▸ Instructions to follow
Beginning at the line containing "rule = innermost point of each instance", output every line to the end of the data below exactly as it appears.

▸ Data extract

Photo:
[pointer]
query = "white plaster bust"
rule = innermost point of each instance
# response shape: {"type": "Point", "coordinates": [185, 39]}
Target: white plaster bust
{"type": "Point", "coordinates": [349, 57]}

▸ Solution below
rule = innermost point of each instance
# response shape: {"type": "Point", "coordinates": [185, 39]}
Target: white plaster bust
{"type": "Point", "coordinates": [349, 57]}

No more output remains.